● **GIVEN EXERCISE 1**:
Answer these questions from the article on Colorado's teacher policies.
(a) What overall grade did Colorado receive, and what place does that give it among the states?
(b) What grade did Colorado get for "delivering well prepared teachers"?
(c) When were tenure protections created?

======== TEXT

DENVER—Colorado is better at getting bad teachers out of the classroom than it is at putting quality teachers there in the first place, according to a national teacher effectiveness group.
The National Council on Teacher Quality gives Colorado an overall grade of C for its teacher policies. That puts Colorado in 12th place among the states.
The report out Wednesday gives Colorado an A for the category of “exiting ineffective teachers.” But Colorado gets a D-minus for “delivering well prepared teachers” and a D-plus for “expanding the teaching pool.”
The report showed that Colorado’s teacher tenure changes are part of a clear national trend. Across the country, America’s public school teachers are seeing their generations-old tenure protections weakened as states seek flexibility to fire teachers who aren’t performing.
Tenure protections were created in the early 20th century to protect teachers from arbitrary or discriminatory firings based on factors such as gender, nationality or political beliefs by spelling out rules under which they could be dismissed after a probationary period.

================

● **GIVEN EXERCISE 2**: Reproduce the rows from the line with "[locate] flower cluster" through the end of the rows, swapping "pale pink flower" for "light pink blossom" and keeping all else the same. Give only those lines.

======== ENTRIES SUPPLIED

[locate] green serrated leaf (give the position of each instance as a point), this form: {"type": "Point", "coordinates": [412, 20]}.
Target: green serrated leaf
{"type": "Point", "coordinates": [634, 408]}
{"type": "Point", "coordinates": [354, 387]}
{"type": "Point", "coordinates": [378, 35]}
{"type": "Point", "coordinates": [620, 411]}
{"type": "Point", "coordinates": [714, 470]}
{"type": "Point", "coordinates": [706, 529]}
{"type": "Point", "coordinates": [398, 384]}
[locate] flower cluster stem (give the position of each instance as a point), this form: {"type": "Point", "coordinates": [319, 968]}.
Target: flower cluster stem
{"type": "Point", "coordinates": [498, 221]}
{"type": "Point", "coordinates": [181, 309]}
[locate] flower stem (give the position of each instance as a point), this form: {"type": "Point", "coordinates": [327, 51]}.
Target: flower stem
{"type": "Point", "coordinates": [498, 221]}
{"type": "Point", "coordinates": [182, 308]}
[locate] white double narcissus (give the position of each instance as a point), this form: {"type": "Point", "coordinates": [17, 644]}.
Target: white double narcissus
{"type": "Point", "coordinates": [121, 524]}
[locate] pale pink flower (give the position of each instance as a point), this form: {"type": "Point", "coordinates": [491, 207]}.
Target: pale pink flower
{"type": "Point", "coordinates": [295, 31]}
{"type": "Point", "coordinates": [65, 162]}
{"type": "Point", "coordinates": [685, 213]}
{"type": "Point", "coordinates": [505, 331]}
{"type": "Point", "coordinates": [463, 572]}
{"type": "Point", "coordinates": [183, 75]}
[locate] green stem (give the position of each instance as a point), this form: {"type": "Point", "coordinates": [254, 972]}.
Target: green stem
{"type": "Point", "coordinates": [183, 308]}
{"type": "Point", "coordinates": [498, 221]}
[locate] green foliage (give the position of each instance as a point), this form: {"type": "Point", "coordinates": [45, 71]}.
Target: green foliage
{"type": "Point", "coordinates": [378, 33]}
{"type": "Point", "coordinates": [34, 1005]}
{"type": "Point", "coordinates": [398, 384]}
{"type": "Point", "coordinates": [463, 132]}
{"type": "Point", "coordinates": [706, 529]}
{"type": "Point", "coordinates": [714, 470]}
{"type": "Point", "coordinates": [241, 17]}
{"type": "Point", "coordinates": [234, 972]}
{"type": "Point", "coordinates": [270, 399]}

================

● **TASK OUTPUT 1**:
(a) A C, which puts Colorado in 12th place among the states.
(b) A D-minus.
(c) In the early 20th century.

● **TASK OUTPUT 2**:
[locate] flower cluster stem (give the position of each instance as a point), this form: {"type": "Point", "coordinates": [319, 968]}.
Target: flower cluster stem
{"type": "Point", "coordinates": [498, 221]}
{"type": "Point", "coordinates": [181, 309]}
[locate] flower stem (give the position of each instance as a point), this form: {"type": "Point", "coordinates": [327, 51]}.
Target: flower stem
{"type": "Point", "coordinates": [498, 221]}
{"type": "Point", "coordinates": [182, 308]}
[locate] white double narcissus (give the position of each instance as a point), this form: {"type": "Point", "coordinates": [17, 644]}.
Target: white double narcissus
{"type": "Point", "coordinates": [121, 524]}
[locate] light pink blossom (give the position of each instance as a point), this form: {"type": "Point", "coordinates": [491, 207]}.
Target: light pink blossom
{"type": "Point", "coordinates": [295, 31]}
{"type": "Point", "coordinates": [65, 162]}
{"type": "Point", "coordinates": [685, 213]}
{"type": "Point", "coordinates": [505, 331]}
{"type": "Point", "coordinates": [463, 572]}
{"type": "Point", "coordinates": [183, 75]}
[locate] green stem (give the position of each instance as a point), this form: {"type": "Point", "coordinates": [254, 972]}.
Target: green stem
{"type": "Point", "coordinates": [183, 308]}
{"type": "Point", "coordinates": [498, 221]}
[locate] green foliage (give the position of each instance as a point), this form: {"type": "Point", "coordinates": [45, 71]}.
Target: green foliage
{"type": "Point", "coordinates": [378, 33]}
{"type": "Point", "coordinates": [34, 1005]}
{"type": "Point", "coordinates": [398, 384]}
{"type": "Point", "coordinates": [463, 132]}
{"type": "Point", "coordinates": [706, 529]}
{"type": "Point", "coordinates": [714, 470]}
{"type": "Point", "coordinates": [241, 17]}
{"type": "Point", "coordinates": [234, 972]}
{"type": "Point", "coordinates": [270, 399]}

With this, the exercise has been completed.